> _Instruction_
Return each line of the items below that contains the string "jersey".

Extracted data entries
..........

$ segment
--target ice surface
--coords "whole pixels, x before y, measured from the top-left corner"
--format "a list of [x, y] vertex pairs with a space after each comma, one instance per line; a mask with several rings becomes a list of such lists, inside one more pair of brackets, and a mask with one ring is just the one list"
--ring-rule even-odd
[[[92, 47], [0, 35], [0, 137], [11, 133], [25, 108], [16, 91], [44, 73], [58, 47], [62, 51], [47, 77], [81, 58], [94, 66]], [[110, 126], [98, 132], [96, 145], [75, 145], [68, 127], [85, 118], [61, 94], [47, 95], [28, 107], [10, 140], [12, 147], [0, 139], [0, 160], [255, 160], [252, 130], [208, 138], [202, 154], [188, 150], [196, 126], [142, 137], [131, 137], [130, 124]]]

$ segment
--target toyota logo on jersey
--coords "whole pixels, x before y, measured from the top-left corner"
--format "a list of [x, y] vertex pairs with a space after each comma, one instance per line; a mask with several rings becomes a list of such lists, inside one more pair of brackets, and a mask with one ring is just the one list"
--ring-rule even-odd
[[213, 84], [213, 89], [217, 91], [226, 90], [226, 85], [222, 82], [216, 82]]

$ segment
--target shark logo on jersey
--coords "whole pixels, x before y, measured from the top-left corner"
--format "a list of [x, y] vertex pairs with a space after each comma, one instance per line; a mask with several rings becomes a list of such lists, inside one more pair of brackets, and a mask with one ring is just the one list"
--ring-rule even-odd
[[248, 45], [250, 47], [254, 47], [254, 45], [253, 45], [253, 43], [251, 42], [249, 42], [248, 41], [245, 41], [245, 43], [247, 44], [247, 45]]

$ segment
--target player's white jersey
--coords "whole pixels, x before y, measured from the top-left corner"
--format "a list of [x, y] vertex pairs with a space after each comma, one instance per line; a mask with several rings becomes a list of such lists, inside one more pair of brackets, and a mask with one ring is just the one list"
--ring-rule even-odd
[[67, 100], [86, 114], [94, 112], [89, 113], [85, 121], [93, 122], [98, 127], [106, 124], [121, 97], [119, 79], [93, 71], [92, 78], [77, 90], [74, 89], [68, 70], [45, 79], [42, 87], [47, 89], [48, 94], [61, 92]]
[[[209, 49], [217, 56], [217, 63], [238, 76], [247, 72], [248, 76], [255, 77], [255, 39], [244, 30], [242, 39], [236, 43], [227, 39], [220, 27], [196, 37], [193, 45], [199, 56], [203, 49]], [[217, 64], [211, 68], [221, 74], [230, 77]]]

..........

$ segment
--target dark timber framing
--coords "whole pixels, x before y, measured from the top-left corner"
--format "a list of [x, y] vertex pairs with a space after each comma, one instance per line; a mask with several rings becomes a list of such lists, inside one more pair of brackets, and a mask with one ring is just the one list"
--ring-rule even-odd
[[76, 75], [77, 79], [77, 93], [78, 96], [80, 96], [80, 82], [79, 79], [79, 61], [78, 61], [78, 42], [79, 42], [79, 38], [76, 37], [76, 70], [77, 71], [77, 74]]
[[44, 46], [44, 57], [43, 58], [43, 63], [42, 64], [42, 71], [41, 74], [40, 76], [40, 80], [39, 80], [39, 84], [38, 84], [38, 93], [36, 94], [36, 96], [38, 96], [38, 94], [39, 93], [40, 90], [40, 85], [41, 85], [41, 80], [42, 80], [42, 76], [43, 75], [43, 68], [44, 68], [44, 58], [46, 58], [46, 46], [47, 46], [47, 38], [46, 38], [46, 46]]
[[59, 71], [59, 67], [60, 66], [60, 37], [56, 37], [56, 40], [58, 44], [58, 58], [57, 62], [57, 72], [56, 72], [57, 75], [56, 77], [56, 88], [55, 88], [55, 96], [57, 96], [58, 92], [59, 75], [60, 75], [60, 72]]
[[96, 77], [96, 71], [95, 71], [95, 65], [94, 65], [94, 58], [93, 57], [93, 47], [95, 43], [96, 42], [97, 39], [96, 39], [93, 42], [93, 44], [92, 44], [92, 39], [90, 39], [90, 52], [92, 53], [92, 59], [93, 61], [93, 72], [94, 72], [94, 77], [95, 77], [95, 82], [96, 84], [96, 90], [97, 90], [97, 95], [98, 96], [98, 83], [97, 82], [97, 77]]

..........

> _Full output_
--target toyota logo on jersey
--target shark logo on jersey
--target player's white jersey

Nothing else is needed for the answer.